**Passage to read:**
━━━━━━━━━━
Many of my readers might be wondering where I am and what I have to say about politics in this most political of all seasons. I have been paying very close attention to the race for President, but I'm not sure I can add much to the discourse that has not be addressed. What issue is there that I can address that has not already been flogged by the blogs and pummeled by the pundits? If you want a poll update, there are three or four websites that cover polls in great detail. If you want analysis on the left or on the right, I don't think there is a blogger or news outlet that can't give what you are looking for in spades. I have little to add, so I'll give an entertainment review. I promise my entertainment reviews will have more substance than Ebert & Roeper. ;)
I just watched the movie "Goodbye Lenin!" yesterday. It was a good movie on a few levels. It had some flaws, but special effects did not play a central role in the movie anyway. It was set in East Berlin, a location I have some familiarity with.
On the 40th anniversary of the founding of the German Democratic Republic (a.k.a. DDR or East Germany), the main character’s mother slipped into a coma due to a heart attack and did not awaken until 8 months later. In the meantime, she had missed the reunification of Germany. The mother had always presented herself as a staunch supporter of socialism, so the son decided that news of the dissolution of the DDR would be too much of a shock for her. In order to avoid too much excitement, he hid the fact that the DDR was no more. Much of the movie is about the antics resulting from that decision.
The media and reviews of the movie had presented the movie as a light-hearted comedy, but in watching it (in German with subtitles), it had a little more depth than the average Hollywood comedy. It had a profound human element to it, showing the love of the son for the mother, the difficulties of a small family dealing with a sick member, and the coming of age of a young man in a time of great social upheaval.
First and mainly, the movie dealt with the effects of an overnight social revolution on a society whose hallmarks were order and security. Alex could no longer find his mother’s favorite foods, so he had to repackage Western foods in empty Eastern packages. He scavenged abandoned apartments for unopened wares. He bought the cast-offs of the East in flea markets and thrift shops. He had all visitors dress in clothes that had gone out of fashion literally overnight. Most amusingly, he and a techie friend recreated East German television news in order to explain the few oddities that the mother could see from her bedroom window, such as a Coca-Cola banner hanging from a neighboring window.
━━━━━━━━━━
**Task instructions:**
- 1) In the blog post about "Goodbye Lenin!", do these statements agree with the text? Answer yes or no for each and quote the words that decide it. (a) The writer watched the movie in German with subtitles. (b) The mother stayed in a coma for a full year. (c) Alex bought cast-offs of the East in flea markets and thrift shops.
- 2) Take the blog post about "Goodbye Lenin!" further, beginning right after its last sentence.
The rows after this point are separate material, unrelated to the blog post about "Goodbye Lenin!".
━━━━━━━━━━
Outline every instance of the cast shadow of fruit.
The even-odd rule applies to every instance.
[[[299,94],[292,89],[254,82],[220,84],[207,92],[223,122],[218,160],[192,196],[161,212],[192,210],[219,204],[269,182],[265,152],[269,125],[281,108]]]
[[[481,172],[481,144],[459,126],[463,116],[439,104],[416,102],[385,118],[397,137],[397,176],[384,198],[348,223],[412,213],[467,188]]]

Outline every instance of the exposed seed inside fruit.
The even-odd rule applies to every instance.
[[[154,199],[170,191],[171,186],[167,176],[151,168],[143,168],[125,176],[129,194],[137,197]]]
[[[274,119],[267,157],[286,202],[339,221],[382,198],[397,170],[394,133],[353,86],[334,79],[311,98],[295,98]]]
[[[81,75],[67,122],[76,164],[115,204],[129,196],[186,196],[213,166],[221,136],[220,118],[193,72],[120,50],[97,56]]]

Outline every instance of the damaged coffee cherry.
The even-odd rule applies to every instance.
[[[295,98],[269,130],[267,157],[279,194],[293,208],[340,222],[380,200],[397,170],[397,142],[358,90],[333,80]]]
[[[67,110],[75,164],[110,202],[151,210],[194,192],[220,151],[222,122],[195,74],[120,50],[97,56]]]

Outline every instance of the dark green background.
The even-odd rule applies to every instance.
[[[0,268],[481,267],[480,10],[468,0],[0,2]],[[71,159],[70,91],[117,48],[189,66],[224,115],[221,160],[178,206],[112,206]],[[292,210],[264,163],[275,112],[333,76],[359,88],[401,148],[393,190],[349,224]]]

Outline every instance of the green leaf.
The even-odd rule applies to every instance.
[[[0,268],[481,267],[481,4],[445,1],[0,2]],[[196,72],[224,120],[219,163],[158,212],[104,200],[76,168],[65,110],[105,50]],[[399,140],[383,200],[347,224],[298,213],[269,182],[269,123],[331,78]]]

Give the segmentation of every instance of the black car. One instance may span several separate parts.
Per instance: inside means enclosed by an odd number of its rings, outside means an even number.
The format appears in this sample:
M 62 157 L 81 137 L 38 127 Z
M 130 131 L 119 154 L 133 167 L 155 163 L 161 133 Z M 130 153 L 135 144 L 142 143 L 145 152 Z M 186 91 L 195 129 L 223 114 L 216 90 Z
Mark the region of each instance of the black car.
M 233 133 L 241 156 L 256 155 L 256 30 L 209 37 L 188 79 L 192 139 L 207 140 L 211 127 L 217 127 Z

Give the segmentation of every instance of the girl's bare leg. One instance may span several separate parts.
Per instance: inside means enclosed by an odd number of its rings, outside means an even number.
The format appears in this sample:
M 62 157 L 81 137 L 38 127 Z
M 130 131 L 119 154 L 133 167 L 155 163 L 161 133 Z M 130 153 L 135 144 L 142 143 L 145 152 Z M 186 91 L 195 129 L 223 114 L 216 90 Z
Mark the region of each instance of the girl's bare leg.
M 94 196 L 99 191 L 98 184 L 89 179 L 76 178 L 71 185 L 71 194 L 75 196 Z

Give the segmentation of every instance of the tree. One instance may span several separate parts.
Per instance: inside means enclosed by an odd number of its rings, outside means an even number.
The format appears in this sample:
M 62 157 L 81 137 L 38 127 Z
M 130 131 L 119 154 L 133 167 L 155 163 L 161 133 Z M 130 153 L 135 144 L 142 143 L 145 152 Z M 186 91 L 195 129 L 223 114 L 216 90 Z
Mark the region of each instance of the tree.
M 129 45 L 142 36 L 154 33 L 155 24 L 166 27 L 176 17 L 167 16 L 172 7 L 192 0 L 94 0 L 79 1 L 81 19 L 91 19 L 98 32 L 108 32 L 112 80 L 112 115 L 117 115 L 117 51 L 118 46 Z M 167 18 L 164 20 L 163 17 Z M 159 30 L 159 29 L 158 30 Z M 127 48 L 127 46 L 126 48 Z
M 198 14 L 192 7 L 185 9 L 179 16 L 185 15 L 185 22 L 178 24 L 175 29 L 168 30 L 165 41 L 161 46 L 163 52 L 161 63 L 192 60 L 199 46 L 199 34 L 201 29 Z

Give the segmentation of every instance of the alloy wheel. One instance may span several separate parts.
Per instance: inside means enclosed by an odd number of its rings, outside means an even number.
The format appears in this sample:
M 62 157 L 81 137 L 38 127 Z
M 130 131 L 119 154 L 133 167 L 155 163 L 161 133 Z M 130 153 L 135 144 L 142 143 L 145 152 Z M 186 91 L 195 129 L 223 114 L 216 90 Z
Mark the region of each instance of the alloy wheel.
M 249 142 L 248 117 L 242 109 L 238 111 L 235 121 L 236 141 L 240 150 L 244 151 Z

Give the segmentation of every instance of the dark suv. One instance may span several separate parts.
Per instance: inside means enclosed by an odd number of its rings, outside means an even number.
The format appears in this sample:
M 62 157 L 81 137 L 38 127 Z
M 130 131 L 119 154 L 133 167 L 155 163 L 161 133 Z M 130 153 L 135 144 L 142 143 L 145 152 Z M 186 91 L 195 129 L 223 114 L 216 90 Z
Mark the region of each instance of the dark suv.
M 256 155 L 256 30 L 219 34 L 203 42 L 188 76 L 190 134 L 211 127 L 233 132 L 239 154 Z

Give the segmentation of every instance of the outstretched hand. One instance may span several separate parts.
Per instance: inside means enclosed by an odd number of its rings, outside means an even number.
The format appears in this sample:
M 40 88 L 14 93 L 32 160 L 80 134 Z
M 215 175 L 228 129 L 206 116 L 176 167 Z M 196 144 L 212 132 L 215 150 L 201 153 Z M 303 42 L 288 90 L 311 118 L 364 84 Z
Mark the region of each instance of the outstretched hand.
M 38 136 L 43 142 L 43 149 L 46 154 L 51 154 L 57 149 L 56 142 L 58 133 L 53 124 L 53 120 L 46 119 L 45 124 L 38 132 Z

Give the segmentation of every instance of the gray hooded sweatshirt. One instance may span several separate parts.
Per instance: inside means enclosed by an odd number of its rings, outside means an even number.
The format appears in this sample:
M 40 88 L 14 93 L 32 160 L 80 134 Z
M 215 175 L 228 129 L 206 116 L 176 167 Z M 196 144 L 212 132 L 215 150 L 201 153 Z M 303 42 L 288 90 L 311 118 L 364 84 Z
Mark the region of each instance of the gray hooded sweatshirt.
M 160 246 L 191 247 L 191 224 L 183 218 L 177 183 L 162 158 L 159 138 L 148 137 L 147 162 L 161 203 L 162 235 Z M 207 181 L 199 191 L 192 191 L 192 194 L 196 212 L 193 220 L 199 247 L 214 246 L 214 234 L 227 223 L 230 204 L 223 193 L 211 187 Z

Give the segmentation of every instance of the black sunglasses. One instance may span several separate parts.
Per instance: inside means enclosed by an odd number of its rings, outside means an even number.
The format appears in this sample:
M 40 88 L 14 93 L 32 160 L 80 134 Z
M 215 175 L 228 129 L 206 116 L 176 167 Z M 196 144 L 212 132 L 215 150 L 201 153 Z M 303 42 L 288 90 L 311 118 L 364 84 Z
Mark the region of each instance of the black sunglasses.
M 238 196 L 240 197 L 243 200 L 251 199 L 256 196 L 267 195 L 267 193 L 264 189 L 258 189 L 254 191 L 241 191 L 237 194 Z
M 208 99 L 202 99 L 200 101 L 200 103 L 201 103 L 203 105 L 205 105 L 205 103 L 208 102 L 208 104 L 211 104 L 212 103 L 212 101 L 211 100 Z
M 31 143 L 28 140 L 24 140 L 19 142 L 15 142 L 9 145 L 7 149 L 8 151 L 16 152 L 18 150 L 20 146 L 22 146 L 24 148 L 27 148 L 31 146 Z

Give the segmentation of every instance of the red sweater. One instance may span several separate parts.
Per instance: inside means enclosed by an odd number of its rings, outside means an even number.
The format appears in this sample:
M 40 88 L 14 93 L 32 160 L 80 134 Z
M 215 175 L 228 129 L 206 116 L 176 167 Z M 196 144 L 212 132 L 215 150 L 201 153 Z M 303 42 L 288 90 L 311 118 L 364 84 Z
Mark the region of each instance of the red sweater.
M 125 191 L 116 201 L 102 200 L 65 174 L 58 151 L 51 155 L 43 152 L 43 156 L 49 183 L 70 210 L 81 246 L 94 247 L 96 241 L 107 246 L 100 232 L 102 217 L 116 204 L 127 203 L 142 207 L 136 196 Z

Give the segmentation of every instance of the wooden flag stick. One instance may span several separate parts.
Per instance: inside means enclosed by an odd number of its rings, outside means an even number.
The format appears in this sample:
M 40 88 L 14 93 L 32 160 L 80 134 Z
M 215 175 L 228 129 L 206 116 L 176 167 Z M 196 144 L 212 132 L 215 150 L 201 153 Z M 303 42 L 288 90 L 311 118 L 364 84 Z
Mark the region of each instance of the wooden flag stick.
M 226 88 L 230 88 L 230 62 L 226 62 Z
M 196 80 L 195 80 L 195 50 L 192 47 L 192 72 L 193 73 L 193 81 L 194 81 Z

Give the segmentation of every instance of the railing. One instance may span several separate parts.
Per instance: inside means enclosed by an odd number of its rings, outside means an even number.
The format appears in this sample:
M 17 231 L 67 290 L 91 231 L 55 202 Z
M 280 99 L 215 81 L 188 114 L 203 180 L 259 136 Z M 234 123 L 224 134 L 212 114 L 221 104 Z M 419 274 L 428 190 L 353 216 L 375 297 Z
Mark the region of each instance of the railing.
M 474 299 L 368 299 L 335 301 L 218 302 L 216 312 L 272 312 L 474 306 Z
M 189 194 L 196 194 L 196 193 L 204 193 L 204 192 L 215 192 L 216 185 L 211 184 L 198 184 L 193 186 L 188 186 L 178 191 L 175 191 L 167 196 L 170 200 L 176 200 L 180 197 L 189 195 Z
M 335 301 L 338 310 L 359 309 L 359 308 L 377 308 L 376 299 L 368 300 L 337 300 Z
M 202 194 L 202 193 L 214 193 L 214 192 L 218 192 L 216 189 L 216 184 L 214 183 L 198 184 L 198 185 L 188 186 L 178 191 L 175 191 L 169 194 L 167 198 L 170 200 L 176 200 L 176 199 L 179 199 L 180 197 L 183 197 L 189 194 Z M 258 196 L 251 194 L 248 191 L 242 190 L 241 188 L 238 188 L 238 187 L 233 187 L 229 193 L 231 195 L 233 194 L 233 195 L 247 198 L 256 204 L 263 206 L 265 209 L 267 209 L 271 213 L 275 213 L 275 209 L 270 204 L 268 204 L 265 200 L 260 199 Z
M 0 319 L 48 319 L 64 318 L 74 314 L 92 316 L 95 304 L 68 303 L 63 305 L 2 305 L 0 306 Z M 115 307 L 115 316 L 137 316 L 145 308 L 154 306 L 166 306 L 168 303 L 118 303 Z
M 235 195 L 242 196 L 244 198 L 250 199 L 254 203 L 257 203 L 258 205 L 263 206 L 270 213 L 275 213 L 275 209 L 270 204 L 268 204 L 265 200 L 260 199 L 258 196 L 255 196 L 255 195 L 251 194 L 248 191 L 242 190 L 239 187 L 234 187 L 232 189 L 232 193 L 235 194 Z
━━━━━━━━━━
**Responses to the exercise:**
- 1)
(a) Yes: "in watching it (in German with subtitles)"
(b) No: "did not awaken until 8 months later"
(c) Yes: "He bought the cast-offs of the East in flea markets and thrift shops."

- 2)
Many critics have accused the movie of pandering to Ostalgie, or nostalgie for the East. But the movie did not gloss over the darker side of the "worker and farmer paradise." The most obvious was early in the movie when we saw the brutality of the East German police in supressing a mostly orderly protest march. Slightly more subtle, but more important to the characters and the movie as a whole was the mother’s explanation of why she was left behind when her husband fled to the West, never to be heard from again.
The most surprising aspect of the film to me was that, towards the end, it seemed that the mother actually knew that the wall had come down and the world she knew was gone. Just as Alex had created the charade for the sake of his mother, the mother went along with the charade for the sake of her son. The scene that belies this is when they were in the hospital watching the final news report of the East German news reporting that the DDR had opened its borders to allow the Western refugees in. The mother looked at her son with a look of pride, not in the DDR, but in her son. It seemed as if she knew that he had created this illusion and the illusion he created was not the DDR as it was, but at it should have been; as they all wanted it to have been.
I believe that Alex created the charade in part to prevent any shock to his mother, but kept it going to prevent any shock to himself. He created in his mother’s bedroom the society he wanted to live in, with the cultural foundations of his childhood which were now gone, but also with the idealism that infused the socialist East Germany and without the brutality that kept it in line. His mother’s bedroom became for him a kind of refuge from the chaos and turmoil of the revolution going on outside.